# Opdracht
Zet de regels van het materiaal als genummerde lijst, vanaf de regel met "Expected behaviour: for every instance of the white fireplace" tot en met het einde van het materiaal. Laat lege regels weg.

### Materiaal voor opdracht ###

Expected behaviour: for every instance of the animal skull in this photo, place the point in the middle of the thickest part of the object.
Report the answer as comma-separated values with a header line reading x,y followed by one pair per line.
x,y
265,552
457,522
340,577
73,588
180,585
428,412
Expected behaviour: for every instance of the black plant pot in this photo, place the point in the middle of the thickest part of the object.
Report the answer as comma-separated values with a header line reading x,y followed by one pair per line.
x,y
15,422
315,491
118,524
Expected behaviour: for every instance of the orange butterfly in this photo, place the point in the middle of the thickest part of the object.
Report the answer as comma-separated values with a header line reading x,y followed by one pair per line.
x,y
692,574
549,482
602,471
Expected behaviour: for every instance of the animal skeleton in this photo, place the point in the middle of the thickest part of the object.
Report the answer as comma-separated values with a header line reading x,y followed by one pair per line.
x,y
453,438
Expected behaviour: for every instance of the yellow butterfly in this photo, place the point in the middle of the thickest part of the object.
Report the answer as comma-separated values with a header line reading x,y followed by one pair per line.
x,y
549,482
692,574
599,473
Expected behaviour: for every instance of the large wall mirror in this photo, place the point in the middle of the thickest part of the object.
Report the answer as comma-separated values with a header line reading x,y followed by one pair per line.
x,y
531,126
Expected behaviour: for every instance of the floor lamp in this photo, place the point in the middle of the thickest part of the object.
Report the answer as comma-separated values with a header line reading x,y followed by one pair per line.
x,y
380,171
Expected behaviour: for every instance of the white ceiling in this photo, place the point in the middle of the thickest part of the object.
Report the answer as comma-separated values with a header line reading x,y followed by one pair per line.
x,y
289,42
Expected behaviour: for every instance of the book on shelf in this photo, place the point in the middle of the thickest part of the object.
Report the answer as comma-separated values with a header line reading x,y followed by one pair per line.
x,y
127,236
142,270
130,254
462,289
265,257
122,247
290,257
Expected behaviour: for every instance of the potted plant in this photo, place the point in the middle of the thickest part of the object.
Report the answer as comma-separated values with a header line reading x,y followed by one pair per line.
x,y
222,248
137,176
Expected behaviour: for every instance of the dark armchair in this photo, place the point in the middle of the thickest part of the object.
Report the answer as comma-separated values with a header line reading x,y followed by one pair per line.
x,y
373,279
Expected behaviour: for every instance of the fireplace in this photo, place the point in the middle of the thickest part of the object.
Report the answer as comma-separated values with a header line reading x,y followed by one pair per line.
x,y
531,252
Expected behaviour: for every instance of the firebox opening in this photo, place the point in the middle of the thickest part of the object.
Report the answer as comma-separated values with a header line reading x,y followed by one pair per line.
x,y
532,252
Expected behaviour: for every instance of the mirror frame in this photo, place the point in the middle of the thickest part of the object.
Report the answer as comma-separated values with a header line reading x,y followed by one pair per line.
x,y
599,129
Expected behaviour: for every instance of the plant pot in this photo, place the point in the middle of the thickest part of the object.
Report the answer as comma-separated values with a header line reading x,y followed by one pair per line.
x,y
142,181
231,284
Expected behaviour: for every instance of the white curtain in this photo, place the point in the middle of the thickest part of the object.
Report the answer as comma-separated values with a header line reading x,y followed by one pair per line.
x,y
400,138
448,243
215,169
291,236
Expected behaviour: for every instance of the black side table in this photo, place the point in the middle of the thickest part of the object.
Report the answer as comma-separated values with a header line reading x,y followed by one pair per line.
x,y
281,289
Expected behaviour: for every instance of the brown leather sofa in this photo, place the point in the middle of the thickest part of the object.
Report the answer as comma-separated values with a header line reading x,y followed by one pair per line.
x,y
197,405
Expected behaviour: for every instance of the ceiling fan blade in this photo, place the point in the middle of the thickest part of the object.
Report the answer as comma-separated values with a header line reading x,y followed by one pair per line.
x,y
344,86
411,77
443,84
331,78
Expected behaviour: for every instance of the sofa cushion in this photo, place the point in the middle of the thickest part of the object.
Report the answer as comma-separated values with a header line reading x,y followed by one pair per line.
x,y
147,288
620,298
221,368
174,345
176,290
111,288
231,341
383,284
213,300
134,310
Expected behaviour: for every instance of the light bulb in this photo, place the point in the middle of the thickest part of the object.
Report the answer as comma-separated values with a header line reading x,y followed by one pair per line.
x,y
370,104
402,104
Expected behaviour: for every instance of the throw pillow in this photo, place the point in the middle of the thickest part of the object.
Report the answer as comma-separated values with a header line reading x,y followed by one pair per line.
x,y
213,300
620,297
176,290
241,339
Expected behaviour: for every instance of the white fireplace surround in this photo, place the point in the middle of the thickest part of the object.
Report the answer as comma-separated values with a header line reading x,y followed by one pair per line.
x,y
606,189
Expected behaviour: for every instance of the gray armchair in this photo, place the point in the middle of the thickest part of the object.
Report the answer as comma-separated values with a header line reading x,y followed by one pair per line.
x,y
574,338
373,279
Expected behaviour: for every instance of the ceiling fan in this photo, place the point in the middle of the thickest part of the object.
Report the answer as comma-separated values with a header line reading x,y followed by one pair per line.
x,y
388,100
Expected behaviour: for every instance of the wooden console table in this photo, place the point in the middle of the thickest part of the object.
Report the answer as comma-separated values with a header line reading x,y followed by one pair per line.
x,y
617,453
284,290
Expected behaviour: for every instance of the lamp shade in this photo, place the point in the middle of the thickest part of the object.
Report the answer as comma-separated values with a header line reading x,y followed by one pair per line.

###

# Verwacht antwoord
1. Expected behaviour: for every instance of the white fireplace surround in this photo, place the point in the middle of the thickest part of the object.
2. Report the answer as comma-separated values with a header line reading x,y followed by one pair per line.
3. x,y
4. 606,189
5. Expected behaviour: for every instance of the gray armchair in this photo, place the point in the middle of the thickest part of the object.
6. Report the answer as comma-separated values with a header line reading x,y followed by one pair per line.
7. x,y
8. 574,338
9. 373,279
10. Expected behaviour: for every instance of the ceiling fan in this photo, place the point in the middle of the thickest part of the object.
11. Report the answer as comma-separated values with a header line reading x,y followed by one pair per line.
12. x,y
13. 388,100
14. Expected behaviour: for every instance of the wooden console table in this photo, place the point in the middle of the thickest part of the object.
15. Report the answer as comma-separated values with a header line reading x,y followed by one pair per line.
16. x,y
17. 617,453
18. 284,290
19. Expected behaviour: for every instance of the lamp shade in this photo, place the point in the middle of the thickest part of the object.
20. Report the answer as comma-separated values with a header line reading x,y followed by one pair per line.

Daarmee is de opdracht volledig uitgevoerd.